EXERCISE GOAL: Collect every line in the rows below that contains the string "post", and copy each such line in full.

===== RAW RECORDS =====

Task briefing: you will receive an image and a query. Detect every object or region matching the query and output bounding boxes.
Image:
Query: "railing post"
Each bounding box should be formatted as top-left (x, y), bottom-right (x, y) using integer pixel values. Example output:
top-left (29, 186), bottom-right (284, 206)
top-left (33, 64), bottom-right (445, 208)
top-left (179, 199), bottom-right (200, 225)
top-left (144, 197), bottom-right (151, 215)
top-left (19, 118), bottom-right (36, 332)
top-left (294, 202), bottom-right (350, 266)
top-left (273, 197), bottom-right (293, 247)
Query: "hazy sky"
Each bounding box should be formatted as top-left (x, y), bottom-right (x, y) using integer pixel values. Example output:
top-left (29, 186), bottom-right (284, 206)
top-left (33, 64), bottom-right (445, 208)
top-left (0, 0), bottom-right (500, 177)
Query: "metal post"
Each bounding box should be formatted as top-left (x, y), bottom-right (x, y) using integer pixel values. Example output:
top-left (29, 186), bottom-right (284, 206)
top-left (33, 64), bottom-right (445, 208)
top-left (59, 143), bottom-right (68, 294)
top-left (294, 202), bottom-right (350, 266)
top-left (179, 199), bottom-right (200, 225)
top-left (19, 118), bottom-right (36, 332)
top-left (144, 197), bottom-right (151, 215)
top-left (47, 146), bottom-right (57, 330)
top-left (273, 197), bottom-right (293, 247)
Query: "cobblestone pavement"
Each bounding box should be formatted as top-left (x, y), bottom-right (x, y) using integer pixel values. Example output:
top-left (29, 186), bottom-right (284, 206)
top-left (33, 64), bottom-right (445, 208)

=====

COMPLETE OUTPUT:
Query: "railing post"
Query: "metal post"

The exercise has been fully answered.